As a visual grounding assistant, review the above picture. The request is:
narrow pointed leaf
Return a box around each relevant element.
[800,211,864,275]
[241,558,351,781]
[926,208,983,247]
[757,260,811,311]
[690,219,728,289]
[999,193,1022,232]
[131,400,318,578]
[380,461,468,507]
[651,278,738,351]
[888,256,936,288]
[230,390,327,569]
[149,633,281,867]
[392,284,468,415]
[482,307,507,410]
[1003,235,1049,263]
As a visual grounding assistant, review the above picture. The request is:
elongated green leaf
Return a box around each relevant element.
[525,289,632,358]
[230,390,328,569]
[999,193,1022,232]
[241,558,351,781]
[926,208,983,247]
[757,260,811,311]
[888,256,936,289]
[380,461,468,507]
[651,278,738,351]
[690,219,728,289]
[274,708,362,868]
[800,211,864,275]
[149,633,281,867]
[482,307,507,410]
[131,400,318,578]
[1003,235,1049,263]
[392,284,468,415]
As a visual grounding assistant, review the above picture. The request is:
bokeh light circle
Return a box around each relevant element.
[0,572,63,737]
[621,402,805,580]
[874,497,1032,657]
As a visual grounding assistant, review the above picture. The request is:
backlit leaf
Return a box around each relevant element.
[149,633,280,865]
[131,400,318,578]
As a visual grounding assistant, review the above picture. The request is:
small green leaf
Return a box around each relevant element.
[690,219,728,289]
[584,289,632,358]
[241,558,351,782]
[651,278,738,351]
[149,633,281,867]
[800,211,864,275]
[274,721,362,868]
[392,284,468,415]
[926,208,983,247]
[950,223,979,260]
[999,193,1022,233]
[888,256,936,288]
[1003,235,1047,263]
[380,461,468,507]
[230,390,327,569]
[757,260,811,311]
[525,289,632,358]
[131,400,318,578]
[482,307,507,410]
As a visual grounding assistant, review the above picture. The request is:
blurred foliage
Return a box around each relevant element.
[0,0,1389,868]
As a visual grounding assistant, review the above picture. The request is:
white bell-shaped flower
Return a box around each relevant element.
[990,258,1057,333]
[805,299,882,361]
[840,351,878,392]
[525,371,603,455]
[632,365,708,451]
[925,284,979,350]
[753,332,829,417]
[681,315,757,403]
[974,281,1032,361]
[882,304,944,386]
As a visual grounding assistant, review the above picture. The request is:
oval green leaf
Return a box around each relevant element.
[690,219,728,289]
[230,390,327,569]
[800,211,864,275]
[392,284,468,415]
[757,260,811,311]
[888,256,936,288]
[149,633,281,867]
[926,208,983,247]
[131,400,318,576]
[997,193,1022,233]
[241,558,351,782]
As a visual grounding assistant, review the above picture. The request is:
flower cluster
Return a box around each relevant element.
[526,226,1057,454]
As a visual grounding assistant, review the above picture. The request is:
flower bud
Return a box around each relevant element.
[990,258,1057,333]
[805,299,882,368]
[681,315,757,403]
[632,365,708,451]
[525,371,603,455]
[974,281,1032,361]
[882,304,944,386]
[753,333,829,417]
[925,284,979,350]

· · · ·

Return every line above that contains the word "green", copied unchanged. Case counts.

elongated green leaf
small green leaf
oval green leaf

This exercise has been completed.